▸ What the task requires:
Only the lines from the line holding "Crop-scouting request: mark the park" through the final line of the entries below are to be returned, exactly as they stand.

--- START OF Data to process ---

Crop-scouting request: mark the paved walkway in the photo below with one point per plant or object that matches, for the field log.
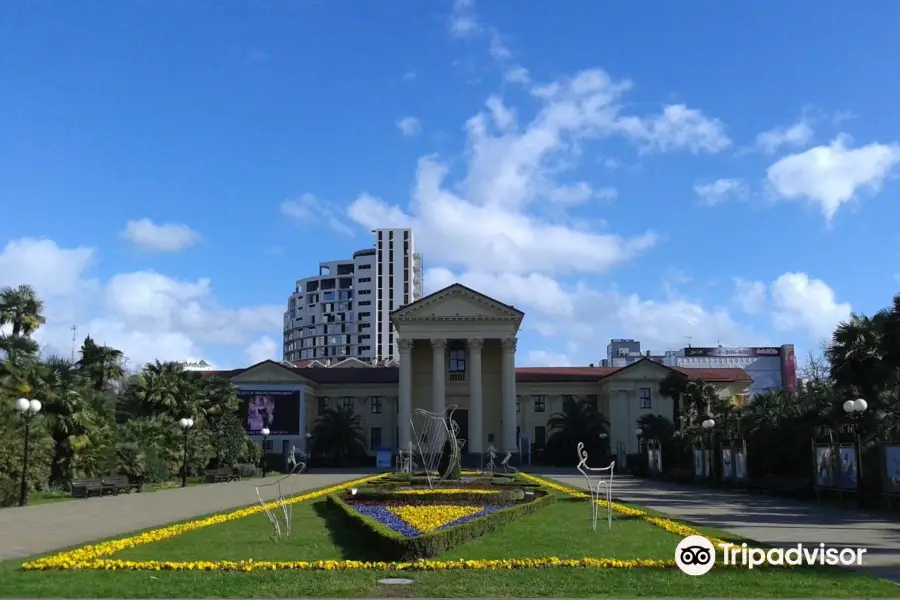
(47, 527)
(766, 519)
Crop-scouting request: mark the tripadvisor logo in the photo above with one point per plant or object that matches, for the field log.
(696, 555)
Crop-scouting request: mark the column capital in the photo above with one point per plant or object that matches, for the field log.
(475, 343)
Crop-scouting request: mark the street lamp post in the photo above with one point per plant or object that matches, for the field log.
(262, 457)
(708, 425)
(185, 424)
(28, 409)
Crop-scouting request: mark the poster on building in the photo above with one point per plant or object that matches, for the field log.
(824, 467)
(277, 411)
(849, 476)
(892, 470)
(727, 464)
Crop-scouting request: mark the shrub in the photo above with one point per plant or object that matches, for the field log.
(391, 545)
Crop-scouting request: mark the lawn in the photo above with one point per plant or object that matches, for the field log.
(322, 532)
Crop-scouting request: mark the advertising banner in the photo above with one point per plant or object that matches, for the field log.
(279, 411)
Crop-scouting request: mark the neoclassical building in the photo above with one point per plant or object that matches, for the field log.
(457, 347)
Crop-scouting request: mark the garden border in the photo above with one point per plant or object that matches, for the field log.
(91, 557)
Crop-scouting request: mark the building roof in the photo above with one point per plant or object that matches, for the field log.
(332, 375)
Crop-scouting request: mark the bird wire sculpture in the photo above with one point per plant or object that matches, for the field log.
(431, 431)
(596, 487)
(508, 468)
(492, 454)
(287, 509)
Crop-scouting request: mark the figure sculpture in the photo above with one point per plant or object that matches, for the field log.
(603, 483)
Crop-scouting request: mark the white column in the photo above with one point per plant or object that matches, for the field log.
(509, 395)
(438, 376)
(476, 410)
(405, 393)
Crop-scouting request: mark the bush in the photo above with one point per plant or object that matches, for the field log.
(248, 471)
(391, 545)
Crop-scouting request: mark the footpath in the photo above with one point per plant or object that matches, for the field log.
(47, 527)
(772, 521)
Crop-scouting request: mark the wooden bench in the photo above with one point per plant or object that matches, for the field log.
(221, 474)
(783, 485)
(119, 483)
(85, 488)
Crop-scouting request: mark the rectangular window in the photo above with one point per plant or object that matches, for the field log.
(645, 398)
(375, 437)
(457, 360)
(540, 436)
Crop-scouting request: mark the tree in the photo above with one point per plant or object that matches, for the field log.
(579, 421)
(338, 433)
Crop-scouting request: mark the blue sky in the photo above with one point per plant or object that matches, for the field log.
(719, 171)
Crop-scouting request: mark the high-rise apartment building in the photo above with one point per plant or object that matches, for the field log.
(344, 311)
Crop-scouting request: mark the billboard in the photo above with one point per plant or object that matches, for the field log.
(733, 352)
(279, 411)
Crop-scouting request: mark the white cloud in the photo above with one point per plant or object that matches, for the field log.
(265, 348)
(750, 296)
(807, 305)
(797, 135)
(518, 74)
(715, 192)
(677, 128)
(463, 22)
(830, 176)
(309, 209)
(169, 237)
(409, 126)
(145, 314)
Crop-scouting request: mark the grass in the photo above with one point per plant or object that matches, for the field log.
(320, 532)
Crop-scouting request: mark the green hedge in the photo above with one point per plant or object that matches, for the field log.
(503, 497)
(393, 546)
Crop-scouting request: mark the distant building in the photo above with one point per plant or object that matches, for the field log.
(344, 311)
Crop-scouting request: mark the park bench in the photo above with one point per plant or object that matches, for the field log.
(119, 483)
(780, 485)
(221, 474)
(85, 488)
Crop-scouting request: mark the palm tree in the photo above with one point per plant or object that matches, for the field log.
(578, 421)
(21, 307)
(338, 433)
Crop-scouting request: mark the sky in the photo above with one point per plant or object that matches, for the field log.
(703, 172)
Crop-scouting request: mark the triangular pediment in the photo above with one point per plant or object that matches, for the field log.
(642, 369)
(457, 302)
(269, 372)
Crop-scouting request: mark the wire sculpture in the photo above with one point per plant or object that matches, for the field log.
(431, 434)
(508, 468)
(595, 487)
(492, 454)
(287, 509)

--- END OF Data to process ---

▸ Response to the task:
Crop-scouting request: mark the park bench in the photo above with one point per plant or object that matches, for the field log.
(119, 483)
(780, 485)
(221, 474)
(85, 488)
Crop-scouting request: mark the palm tree in the photo above with one point per plant or object that matches, for the field log.
(578, 421)
(21, 307)
(338, 433)
Crop-scouting request: mark the sky in the photo above with one point per plant or object that matches, for the field log.
(703, 172)
Crop-scouting request: mark the triangular pediment in the photo above with one point per plant or object that matches, for the field log.
(642, 369)
(457, 302)
(269, 372)
Crop-scouting request: mark the wire sculpture in the photo above with one point per plant or object that matches, for the field log.
(431, 434)
(508, 468)
(595, 487)
(492, 454)
(287, 509)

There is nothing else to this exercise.